Por los años sesenta, setenta y ochenta, sin embargo, el Catolicismo Social chileno fue criticado y entró en crisis. Tres factores lo cuestionaron a fondo. Los cristianos motivados por la Teología de la liberación encontraron en esta una vía más radical de cambio social. No bastaba el catolicismo reformado. Se planteó la necesidad de un cristianismo revolucionario. En reacción a la vía revolucionaria, a su vez, se impuso luego a la fuerza la revolución neoliberal que sepultó los ideales sociales católicos. Y, por último, ha entrado en nuestra generación la idea de que no es posible transformar la realidad, pues esta es enormemente compleja. Al decir de la ciencias sociales, la sociedad actual se organiza en subsistemas de regulación autónoma que hacen muy difícil pensar que la política u otras acciones humanas puedan alterar el curso de la historia.

---*---

_Pruébalo_: Según el texto sobre el Catolicismo Social chileno, ¿qué encontraron en la Teología de la liberación los cristianos motivados por ella? Responde en una frase, por favor. No es necesario consultar el material.

_Material extraído_:

---*---

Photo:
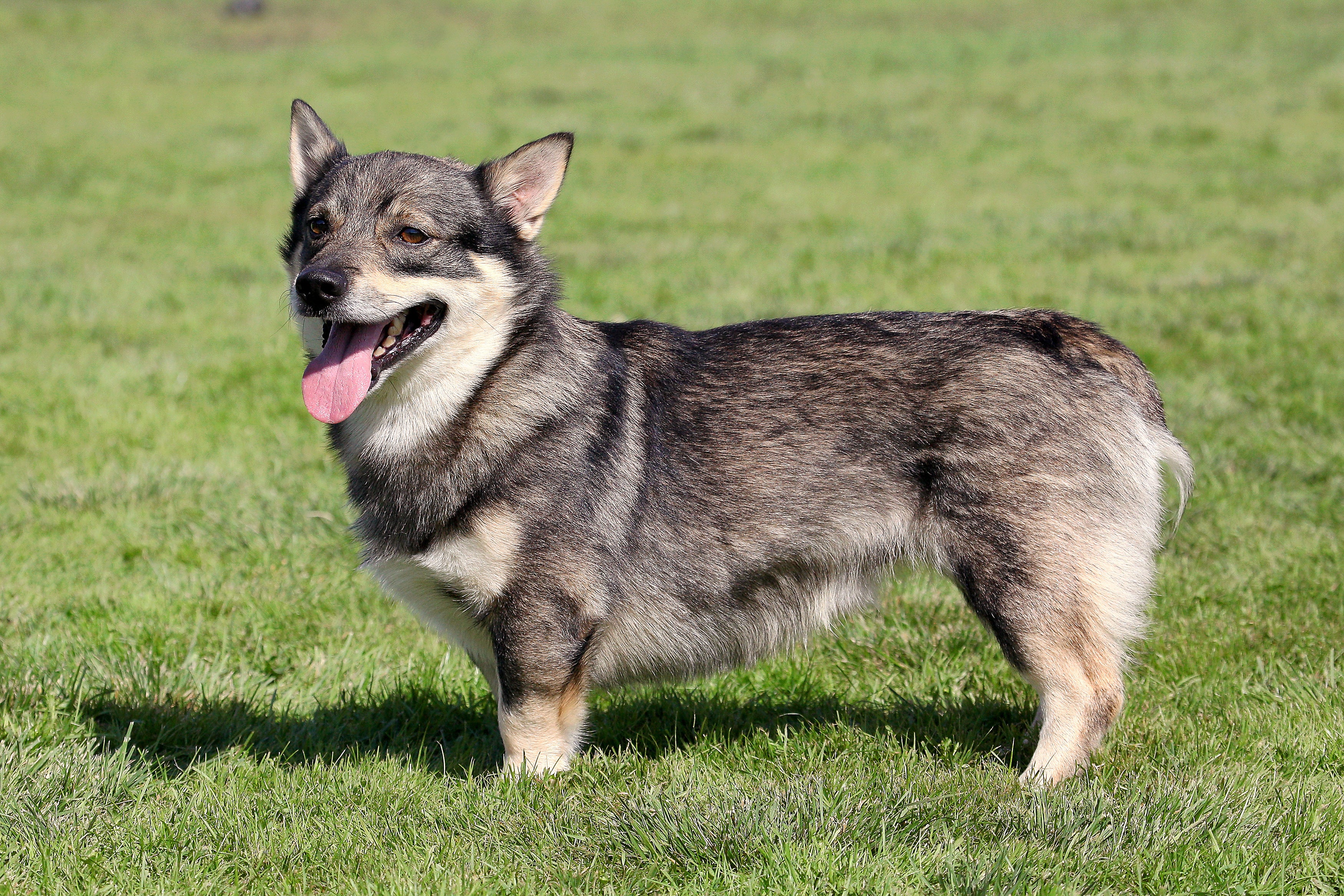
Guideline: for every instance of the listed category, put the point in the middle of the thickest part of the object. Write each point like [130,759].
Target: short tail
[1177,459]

---*---

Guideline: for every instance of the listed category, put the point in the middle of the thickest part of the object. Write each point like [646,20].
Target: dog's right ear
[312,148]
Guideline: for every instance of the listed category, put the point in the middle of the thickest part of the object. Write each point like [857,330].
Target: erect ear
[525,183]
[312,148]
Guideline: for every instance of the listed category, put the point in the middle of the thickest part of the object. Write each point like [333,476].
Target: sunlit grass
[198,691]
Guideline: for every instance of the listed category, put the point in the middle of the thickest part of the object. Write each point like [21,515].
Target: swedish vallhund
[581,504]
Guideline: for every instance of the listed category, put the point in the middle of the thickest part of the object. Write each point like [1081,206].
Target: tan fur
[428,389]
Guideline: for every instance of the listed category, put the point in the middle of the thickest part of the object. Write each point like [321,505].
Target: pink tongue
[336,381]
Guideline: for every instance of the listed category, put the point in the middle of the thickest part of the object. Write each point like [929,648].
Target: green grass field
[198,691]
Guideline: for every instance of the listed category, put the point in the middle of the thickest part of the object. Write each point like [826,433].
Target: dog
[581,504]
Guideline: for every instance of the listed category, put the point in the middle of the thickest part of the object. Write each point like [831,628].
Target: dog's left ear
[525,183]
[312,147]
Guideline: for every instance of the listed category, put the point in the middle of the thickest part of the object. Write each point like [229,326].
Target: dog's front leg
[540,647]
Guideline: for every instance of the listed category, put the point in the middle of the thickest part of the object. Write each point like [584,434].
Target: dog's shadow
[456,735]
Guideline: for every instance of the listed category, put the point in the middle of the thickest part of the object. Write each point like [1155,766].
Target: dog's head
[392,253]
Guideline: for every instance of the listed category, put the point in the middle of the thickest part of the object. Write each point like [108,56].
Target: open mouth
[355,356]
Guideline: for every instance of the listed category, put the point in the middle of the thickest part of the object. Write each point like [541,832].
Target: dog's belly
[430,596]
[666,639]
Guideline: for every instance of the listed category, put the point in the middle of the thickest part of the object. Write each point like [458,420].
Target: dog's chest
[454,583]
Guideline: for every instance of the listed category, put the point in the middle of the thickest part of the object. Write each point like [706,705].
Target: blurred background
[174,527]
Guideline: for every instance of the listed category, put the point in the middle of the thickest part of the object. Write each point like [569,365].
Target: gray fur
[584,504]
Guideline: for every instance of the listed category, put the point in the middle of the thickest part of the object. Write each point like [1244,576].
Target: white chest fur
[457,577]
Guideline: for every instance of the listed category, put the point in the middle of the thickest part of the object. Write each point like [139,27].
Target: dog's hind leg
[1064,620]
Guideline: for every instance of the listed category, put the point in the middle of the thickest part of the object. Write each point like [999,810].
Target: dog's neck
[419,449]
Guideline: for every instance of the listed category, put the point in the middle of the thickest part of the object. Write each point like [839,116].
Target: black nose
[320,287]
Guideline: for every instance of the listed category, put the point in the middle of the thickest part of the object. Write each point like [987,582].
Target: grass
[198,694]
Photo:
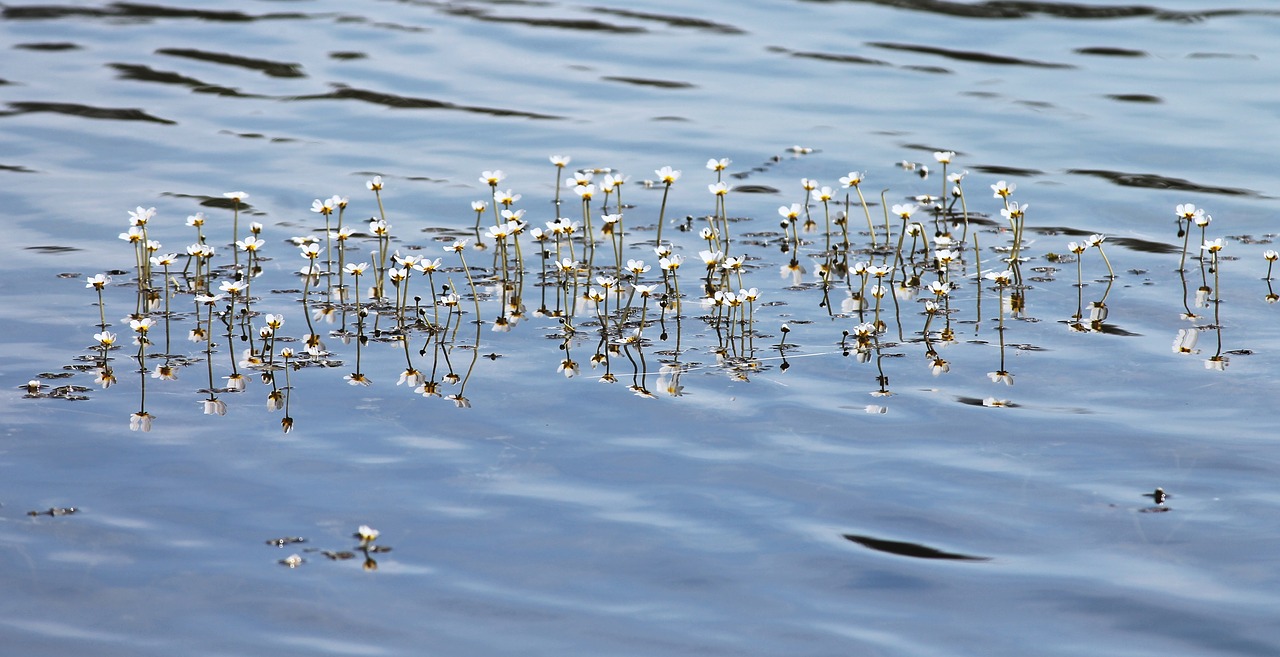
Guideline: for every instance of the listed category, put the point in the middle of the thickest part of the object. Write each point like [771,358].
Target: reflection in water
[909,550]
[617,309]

---*---

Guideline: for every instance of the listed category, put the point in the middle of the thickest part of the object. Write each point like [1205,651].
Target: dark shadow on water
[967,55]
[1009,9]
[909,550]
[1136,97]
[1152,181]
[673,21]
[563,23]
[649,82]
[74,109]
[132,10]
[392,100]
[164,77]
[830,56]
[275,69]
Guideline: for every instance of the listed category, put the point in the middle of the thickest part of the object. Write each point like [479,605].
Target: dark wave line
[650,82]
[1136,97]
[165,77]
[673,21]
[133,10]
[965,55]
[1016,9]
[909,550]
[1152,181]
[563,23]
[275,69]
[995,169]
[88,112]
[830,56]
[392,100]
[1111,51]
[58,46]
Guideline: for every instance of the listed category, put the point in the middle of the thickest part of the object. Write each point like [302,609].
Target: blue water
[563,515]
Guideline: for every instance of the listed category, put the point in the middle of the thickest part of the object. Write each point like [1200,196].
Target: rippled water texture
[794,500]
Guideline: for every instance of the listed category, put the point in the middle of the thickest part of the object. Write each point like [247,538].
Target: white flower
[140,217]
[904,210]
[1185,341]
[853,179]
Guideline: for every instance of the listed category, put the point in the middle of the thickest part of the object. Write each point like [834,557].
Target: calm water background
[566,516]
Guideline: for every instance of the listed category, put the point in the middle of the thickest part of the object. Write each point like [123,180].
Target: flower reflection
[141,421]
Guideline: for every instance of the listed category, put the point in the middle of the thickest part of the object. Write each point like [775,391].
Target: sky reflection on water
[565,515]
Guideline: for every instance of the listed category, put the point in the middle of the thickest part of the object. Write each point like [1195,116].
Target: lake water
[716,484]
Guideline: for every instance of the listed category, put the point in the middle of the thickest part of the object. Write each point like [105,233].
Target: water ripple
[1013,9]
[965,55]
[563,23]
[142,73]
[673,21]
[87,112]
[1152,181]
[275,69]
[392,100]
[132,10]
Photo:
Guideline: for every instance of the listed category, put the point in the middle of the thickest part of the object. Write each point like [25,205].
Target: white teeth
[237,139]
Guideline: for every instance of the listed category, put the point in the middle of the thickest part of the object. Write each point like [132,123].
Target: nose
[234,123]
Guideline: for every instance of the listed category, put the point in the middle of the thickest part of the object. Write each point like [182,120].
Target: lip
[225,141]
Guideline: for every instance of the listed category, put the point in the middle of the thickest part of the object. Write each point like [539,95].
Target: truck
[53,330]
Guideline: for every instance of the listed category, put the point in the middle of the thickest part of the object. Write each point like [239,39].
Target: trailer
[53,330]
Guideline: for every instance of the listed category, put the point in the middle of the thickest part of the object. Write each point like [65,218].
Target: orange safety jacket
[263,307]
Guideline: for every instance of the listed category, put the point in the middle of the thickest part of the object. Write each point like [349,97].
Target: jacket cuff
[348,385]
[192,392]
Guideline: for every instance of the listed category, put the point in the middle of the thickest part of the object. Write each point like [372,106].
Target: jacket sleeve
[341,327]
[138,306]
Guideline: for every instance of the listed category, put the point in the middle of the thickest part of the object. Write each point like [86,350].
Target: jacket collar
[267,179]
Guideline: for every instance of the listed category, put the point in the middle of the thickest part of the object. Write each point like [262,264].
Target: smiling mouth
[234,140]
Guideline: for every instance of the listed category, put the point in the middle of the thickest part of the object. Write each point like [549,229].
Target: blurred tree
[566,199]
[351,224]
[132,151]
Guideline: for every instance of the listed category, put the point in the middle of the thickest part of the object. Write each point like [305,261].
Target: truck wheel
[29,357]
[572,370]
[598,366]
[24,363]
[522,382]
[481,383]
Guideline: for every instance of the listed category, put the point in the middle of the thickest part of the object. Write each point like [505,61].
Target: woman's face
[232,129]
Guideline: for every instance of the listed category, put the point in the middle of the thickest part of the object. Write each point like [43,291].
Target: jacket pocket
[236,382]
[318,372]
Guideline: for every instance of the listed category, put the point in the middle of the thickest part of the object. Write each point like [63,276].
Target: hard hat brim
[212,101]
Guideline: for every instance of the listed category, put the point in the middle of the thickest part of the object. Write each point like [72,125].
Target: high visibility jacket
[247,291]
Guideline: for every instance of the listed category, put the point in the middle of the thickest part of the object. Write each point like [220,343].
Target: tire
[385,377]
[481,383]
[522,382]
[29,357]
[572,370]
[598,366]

---*---

_Respuesta_: Encontraron en ella una vía más radical de cambio social.